(Supplied data)

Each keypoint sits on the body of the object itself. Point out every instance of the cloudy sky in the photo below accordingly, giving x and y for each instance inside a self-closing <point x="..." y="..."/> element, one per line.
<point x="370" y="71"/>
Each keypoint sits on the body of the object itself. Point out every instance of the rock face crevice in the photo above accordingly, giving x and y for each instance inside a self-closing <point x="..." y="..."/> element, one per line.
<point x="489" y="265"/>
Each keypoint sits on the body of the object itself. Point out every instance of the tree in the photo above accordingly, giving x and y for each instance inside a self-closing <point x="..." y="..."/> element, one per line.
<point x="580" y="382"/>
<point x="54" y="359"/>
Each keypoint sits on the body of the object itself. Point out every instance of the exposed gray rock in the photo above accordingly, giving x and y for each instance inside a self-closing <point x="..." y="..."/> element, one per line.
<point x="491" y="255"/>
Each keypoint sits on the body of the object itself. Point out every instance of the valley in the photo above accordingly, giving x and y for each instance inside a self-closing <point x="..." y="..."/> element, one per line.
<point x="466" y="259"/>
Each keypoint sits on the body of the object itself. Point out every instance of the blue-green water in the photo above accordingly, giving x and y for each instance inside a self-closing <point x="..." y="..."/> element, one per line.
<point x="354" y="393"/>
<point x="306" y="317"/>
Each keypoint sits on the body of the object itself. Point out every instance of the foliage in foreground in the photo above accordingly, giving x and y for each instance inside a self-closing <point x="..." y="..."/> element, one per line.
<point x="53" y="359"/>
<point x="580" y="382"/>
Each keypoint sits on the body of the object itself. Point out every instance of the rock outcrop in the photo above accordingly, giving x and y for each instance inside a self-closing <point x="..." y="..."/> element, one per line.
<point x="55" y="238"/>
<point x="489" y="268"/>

(End Supplied data)

Work instructions ::
The records above must be transcribed in full, word for word.

Answer below ::
Each keypoint sits on the body of the object itself. Point out every instance of the cloudy sky in the photo below accordingly, giving x and y for each instance inside a self-closing <point x="..." y="..."/> element, one per line.
<point x="370" y="71"/>
Each keypoint sits on the body of the object itself. Point out every instance of the rock face crevice in the photo above accordingly, giving x and y for each instance inside a self-closing <point x="..." y="..."/> element, one per line.
<point x="489" y="265"/>
Each keypoint sits on the body of the object itself. Point out every instance of the tree in the photo above accordingly, giving x and y for each instance inside a self-closing <point x="..." y="..."/> element, one per line.
<point x="580" y="382"/>
<point x="54" y="359"/>
Each keypoint sits on the body of the object itself. Point out every instance of the exposed gray rock in the photo above accordingly, giving x and y for each instance inside a self-closing <point x="..." y="..."/> element, one per line.
<point x="491" y="255"/>
Each keypoint sits on the body of the object itself. Point out every instance of the valley in the photo above accordingly, giving x and y for each instance inside a self-closing <point x="..." y="..."/> element, one per line.
<point x="466" y="259"/>
Each keypoint sits on the body of the object itself. Point out every instance of the blue-green water in the photo above accordingly, giving x and y for each instance inside a self-closing <point x="..." y="..."/> element, one per line.
<point x="354" y="393"/>
<point x="306" y="317"/>
Each keypoint sits on the body of the object itself. Point out every instance of the foliage in foreground in the photo above accordingly, giving x and y for each instance inside a self-closing <point x="..." y="..."/> element, one per line.
<point x="53" y="359"/>
<point x="580" y="382"/>
Each keypoint sits on the body of the object itself. Point out every instance of the rock outcrop in the photo above accordingly, giving x and y for each instance inside a self-closing <point x="..." y="..."/> element, one per line.
<point x="55" y="238"/>
<point x="489" y="268"/>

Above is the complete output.